**Work to be completed**
Lines with "pole": pull these out of the listing below.

**Data**
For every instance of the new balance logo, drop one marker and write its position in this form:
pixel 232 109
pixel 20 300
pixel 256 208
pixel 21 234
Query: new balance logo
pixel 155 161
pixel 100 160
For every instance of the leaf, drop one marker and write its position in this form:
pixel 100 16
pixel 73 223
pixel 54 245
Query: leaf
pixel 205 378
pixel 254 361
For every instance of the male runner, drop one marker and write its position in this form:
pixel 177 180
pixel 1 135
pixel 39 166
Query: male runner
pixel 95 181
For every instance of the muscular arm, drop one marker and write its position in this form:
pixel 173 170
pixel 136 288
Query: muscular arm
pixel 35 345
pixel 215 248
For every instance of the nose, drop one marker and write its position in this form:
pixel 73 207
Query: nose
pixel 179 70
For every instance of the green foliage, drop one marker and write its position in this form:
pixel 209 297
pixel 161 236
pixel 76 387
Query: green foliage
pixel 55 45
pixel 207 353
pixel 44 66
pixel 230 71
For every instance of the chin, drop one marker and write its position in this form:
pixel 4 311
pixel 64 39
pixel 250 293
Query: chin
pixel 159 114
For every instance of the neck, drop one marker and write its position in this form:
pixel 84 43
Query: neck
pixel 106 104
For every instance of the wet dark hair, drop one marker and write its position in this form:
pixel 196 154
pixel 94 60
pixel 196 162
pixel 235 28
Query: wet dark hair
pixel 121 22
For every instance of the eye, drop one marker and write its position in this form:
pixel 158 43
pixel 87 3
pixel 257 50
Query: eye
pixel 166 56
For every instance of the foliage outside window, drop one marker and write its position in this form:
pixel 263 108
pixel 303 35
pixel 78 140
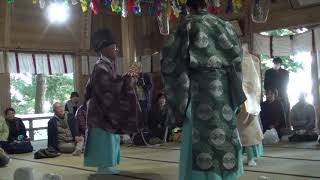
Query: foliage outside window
pixel 57 88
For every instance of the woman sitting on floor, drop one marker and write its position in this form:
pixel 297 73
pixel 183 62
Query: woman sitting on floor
pixel 18 141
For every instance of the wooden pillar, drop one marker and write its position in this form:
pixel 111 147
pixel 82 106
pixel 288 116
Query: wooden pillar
pixel 5 98
pixel 128 41
pixel 315 78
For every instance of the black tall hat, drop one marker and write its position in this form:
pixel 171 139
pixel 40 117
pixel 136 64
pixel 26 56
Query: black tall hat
pixel 101 39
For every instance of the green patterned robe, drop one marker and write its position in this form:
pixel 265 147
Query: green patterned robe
pixel 201 68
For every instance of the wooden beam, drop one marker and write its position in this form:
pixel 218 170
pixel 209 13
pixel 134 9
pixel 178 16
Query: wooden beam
pixel 128 41
pixel 286 18
pixel 5 97
pixel 315 77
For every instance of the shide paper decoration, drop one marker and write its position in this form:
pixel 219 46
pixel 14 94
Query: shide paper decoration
pixel 166 11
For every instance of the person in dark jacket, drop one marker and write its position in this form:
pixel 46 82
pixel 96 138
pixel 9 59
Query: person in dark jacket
pixel 143 88
pixel 81 118
pixel 72 105
pixel 17 130
pixel 277 78
pixel 63 134
pixel 272 113
pixel 18 141
pixel 159 118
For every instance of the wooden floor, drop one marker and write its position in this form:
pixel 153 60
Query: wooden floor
pixel 281 162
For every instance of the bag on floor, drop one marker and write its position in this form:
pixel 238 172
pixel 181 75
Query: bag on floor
pixel 303 137
pixel 271 137
pixel 18 147
pixel 46 153
pixel 4 158
pixel 140 139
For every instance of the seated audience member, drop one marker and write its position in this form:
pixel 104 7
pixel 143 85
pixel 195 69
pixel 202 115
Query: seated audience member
pixel 63 134
pixel 303 115
pixel 272 114
pixel 4 132
pixel 81 119
pixel 18 141
pixel 4 158
pixel 72 105
pixel 159 118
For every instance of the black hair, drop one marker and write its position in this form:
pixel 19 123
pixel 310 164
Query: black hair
pixel 277 60
pixel 273 91
pixel 74 94
pixel 9 109
pixel 160 95
pixel 196 4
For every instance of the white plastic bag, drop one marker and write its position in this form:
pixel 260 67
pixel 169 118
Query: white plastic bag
pixel 271 137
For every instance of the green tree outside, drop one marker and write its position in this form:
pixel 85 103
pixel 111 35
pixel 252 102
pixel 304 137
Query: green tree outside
pixel 58 89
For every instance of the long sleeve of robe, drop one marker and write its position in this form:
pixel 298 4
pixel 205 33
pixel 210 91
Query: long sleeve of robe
pixel 4 130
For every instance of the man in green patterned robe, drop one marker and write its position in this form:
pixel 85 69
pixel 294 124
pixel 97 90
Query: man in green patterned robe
pixel 201 69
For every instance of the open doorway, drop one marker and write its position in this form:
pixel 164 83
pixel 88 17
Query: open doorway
pixel 298 65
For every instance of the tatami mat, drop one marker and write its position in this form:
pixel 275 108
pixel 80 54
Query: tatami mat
pixel 282 162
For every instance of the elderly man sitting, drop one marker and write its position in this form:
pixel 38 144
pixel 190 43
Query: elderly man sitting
pixel 303 118
pixel 63 134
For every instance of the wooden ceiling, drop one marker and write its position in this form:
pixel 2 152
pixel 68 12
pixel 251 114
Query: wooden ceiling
pixel 24 26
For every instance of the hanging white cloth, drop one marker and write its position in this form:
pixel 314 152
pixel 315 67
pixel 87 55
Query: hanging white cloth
pixel 282 46
pixel 42 65
pixel 302 42
pixel 261 44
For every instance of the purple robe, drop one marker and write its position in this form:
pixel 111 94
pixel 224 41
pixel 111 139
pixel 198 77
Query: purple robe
pixel 112 103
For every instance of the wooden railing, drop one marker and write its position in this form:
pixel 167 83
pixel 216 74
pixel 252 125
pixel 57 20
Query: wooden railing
pixel 30 118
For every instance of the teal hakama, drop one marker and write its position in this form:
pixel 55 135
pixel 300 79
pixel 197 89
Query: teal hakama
pixel 185 166
pixel 254 151
pixel 102 149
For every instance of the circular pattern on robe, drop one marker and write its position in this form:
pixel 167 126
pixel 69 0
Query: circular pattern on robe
pixel 170 40
pixel 184 50
pixel 204 112
pixel 216 88
pixel 237 49
pixel 202 40
pixel 214 62
pixel 227 112
pixel 108 99
pixel 237 59
pixel 209 20
pixel 229 160
pixel 193 61
pixel 168 66
pixel 195 135
pixel 235 136
pixel 183 106
pixel 184 80
pixel 217 137
pixel 204 161
pixel 169 92
pixel 229 28
pixel 224 42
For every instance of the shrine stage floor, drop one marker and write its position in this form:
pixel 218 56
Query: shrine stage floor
pixel 281 162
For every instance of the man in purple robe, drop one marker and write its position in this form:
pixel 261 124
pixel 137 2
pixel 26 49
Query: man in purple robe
pixel 111 107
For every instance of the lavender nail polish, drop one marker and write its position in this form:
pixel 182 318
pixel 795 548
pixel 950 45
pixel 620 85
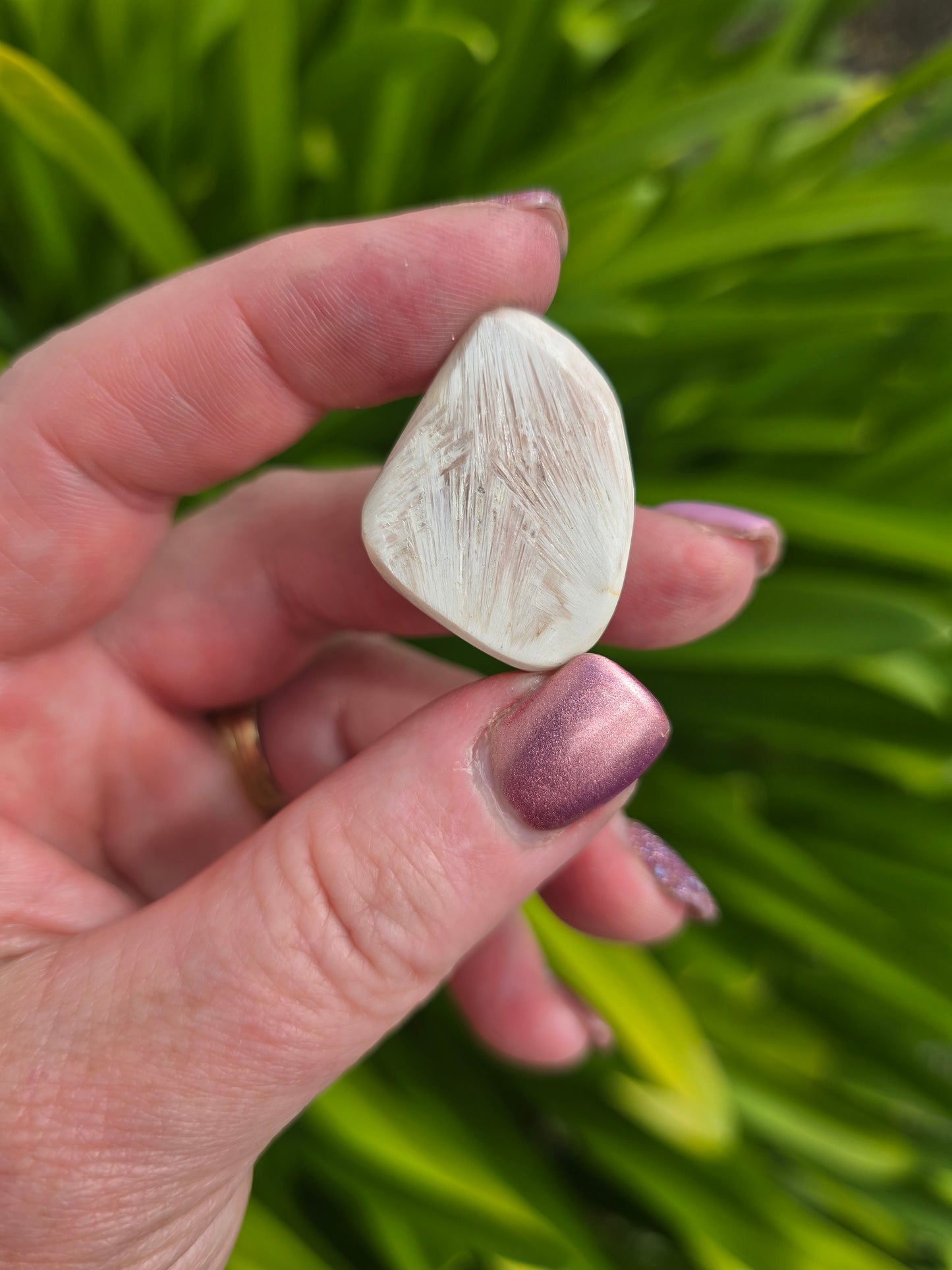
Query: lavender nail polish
pixel 735 522
pixel 672 874
pixel 545 202
pixel 574 743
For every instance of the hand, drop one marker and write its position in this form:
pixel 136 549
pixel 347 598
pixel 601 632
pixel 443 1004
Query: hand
pixel 181 977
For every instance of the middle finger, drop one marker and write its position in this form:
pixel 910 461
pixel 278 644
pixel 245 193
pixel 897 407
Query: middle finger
pixel 244 592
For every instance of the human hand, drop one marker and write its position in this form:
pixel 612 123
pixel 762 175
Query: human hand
pixel 181 977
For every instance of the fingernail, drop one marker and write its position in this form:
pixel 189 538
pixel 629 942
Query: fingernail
pixel 600 1031
pixel 735 522
pixel 544 202
pixel 575 742
pixel 672 874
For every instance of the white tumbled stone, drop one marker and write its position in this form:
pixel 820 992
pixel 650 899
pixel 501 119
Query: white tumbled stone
pixel 507 504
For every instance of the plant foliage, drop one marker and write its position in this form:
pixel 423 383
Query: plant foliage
pixel 762 260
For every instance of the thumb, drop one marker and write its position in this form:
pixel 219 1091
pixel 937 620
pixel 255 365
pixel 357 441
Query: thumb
pixel 221 1010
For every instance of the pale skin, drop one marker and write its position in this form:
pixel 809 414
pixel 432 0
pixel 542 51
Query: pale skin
pixel 181 975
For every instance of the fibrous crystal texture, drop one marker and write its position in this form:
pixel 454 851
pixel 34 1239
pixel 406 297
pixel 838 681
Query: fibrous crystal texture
pixel 507 505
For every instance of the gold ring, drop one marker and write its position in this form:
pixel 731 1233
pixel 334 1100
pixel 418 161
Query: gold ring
pixel 242 742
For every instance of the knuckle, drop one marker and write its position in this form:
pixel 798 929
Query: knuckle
pixel 368 912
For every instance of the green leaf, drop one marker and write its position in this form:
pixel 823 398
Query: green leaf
pixel 64 127
pixel 267 79
pixel 856 1152
pixel 827 520
pixel 802 619
pixel 266 1244
pixel 378 1130
pixel 682 1094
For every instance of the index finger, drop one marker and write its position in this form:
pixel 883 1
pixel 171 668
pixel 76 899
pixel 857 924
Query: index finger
pixel 201 378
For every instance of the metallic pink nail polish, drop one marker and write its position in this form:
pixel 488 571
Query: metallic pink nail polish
pixel 735 522
pixel 575 742
pixel 545 202
pixel 672 874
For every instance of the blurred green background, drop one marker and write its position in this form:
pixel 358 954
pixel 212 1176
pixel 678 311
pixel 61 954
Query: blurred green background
pixel 761 205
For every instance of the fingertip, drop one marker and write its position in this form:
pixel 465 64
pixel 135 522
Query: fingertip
pixel 609 892
pixel 683 582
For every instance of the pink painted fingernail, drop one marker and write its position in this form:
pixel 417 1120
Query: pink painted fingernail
pixel 544 202
pixel 575 742
pixel 672 874
pixel 735 522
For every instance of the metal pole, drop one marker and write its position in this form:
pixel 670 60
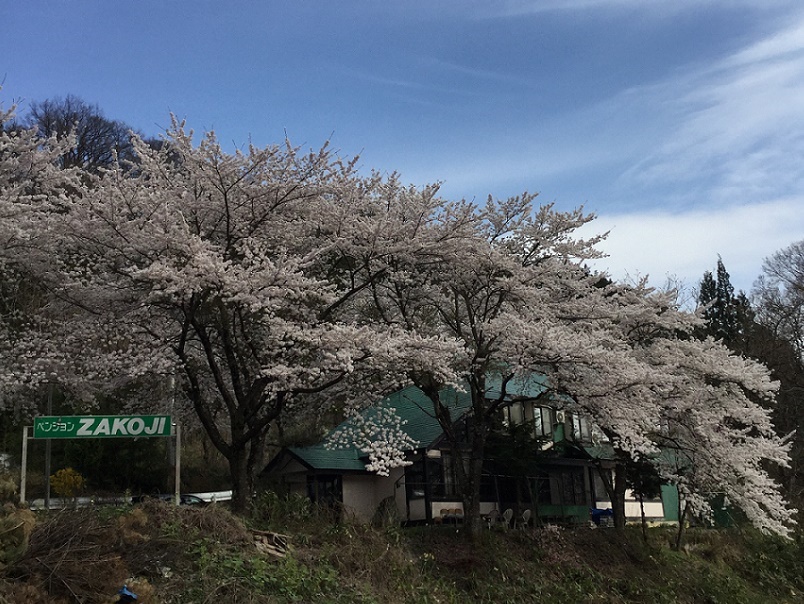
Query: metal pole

**Exercise solution**
For every instance of the metal pole, drop one marker and write its position in this form:
Query: metal pole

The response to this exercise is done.